Image-grounded pointing data
══════

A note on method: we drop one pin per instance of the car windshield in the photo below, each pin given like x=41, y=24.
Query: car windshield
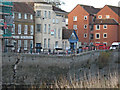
x=114, y=45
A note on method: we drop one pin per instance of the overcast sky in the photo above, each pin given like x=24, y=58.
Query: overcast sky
x=70, y=4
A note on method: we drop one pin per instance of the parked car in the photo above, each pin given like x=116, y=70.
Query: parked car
x=115, y=45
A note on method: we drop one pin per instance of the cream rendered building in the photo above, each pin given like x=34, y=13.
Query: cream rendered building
x=49, y=21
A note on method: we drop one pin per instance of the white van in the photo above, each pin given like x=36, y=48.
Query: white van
x=115, y=45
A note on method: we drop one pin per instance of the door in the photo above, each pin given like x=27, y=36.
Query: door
x=38, y=47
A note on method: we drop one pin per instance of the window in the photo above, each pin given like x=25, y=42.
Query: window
x=91, y=36
x=105, y=26
x=45, y=28
x=19, y=43
x=53, y=20
x=19, y=15
x=25, y=29
x=38, y=13
x=13, y=29
x=105, y=35
x=49, y=27
x=31, y=43
x=75, y=18
x=105, y=43
x=107, y=16
x=31, y=30
x=13, y=15
x=31, y=16
x=59, y=33
x=25, y=44
x=45, y=14
x=100, y=16
x=85, y=17
x=48, y=43
x=97, y=36
x=57, y=21
x=85, y=35
x=19, y=28
x=49, y=14
x=56, y=44
x=63, y=44
x=45, y=43
x=38, y=27
x=75, y=27
x=55, y=32
x=97, y=27
x=85, y=26
x=25, y=16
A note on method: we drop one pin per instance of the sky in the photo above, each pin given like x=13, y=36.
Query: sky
x=70, y=4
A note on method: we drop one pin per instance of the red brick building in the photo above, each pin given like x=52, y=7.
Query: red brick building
x=106, y=25
x=79, y=19
x=95, y=25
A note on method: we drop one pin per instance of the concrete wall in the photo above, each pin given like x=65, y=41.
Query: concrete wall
x=33, y=69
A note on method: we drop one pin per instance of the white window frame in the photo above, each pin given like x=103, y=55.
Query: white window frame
x=74, y=18
x=86, y=26
x=97, y=28
x=49, y=14
x=107, y=16
x=45, y=28
x=57, y=21
x=13, y=29
x=38, y=14
x=31, y=29
x=105, y=43
x=85, y=17
x=96, y=35
x=19, y=44
x=31, y=16
x=45, y=42
x=49, y=43
x=19, y=28
x=31, y=42
x=104, y=34
x=55, y=30
x=19, y=16
x=99, y=16
x=45, y=14
x=25, y=16
x=75, y=27
x=49, y=27
x=25, y=44
x=26, y=29
x=104, y=27
x=85, y=34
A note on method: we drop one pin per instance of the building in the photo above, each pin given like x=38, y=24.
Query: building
x=66, y=33
x=106, y=26
x=79, y=19
x=49, y=21
x=23, y=28
x=5, y=24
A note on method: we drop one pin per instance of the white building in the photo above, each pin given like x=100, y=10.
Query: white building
x=49, y=21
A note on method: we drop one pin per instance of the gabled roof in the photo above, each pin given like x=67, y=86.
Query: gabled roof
x=73, y=38
x=56, y=9
x=106, y=21
x=90, y=9
x=22, y=7
x=115, y=9
x=66, y=33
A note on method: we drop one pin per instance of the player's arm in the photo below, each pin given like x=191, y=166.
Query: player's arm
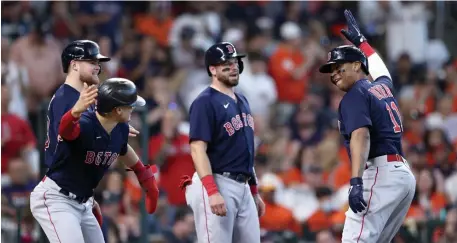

══════

Repeat each entry precisely as it appears. Leave the pictures out.

A note on method: we drop one pin per instance of the car windshield in the photo below, each pin given like x=41, y=24.
Query: car windshield
x=114, y=45
A note on method: we drop one pin per instance of the overcast sky in the photo above, each pin given like x=24, y=58.
Query: overcast sky
x=70, y=4
A note on method: we drop one pin per instance of the parked car in the photo above, each pin given like x=116, y=70.
Query: parked car
x=115, y=45
A note on method: we drop one pin per instance of the cream rendered building in the photo above, each pin given like x=34, y=13.
Query: cream rendered building
x=49, y=21
A note on method: we drop one pin per instance of the white van in the photo above, each pin given like x=36, y=48.
Query: white van
x=115, y=45
A note on method: we drop one pin per instance of the door in the photo above, each pin given like x=27, y=36.
Query: door
x=38, y=47
A note on method: we drop one pin per instance of the window in the photo above, each pin given like x=25, y=42.
Query: window
x=91, y=36
x=105, y=26
x=45, y=28
x=19, y=43
x=53, y=20
x=19, y=15
x=25, y=29
x=38, y=13
x=13, y=29
x=105, y=35
x=49, y=27
x=31, y=43
x=75, y=18
x=105, y=43
x=107, y=16
x=31, y=30
x=13, y=15
x=31, y=16
x=59, y=33
x=25, y=44
x=45, y=14
x=100, y=16
x=85, y=17
x=48, y=43
x=97, y=36
x=57, y=21
x=85, y=35
x=19, y=28
x=49, y=14
x=56, y=44
x=63, y=44
x=45, y=43
x=38, y=27
x=75, y=27
x=55, y=32
x=97, y=27
x=85, y=26
x=25, y=16
A note on method: we drop one pin per instance of the sky in the photo above, each pin given like x=13, y=36.
Query: sky
x=70, y=4
A note on method: we drop one pin per instance of the red brick building in the photo above, each pin given like x=52, y=7.
Query: red brick building
x=106, y=25
x=79, y=19
x=95, y=25
A note on method: we drop one pin per instance of the concrete wall in the photo above, each pin given like x=65, y=41.
Query: concrete wall
x=33, y=69
A note on method: we drop one pin per instance of the white window frame in the photo above, each pin given like x=103, y=55.
Query: white window frame
x=74, y=18
x=86, y=26
x=97, y=28
x=49, y=14
x=107, y=16
x=45, y=28
x=57, y=21
x=13, y=29
x=38, y=14
x=31, y=29
x=105, y=43
x=85, y=17
x=96, y=35
x=19, y=44
x=31, y=16
x=45, y=42
x=49, y=43
x=19, y=28
x=31, y=42
x=104, y=34
x=55, y=30
x=19, y=16
x=99, y=16
x=45, y=14
x=25, y=16
x=75, y=27
x=49, y=27
x=25, y=44
x=26, y=29
x=104, y=27
x=85, y=34
A note on method: we drop one pin per instance of the building in the photo above, each pin given like x=38, y=24.
Query: building
x=66, y=33
x=106, y=26
x=79, y=19
x=49, y=21
x=23, y=28
x=5, y=24
A note on method: we drop one pin per instance of the white building in the photo above, each pin given like x=100, y=10.
Query: white building
x=49, y=21
A note on method: we drop one pin per instance of the gabled roof in the photo above, each pin given like x=67, y=86.
Query: gabled roof
x=73, y=38
x=56, y=9
x=106, y=21
x=90, y=9
x=22, y=7
x=115, y=9
x=66, y=33
A note on method: we drop one pin per instance of the player's arm in the photo below, each pin given like x=191, y=166.
Query: player's arm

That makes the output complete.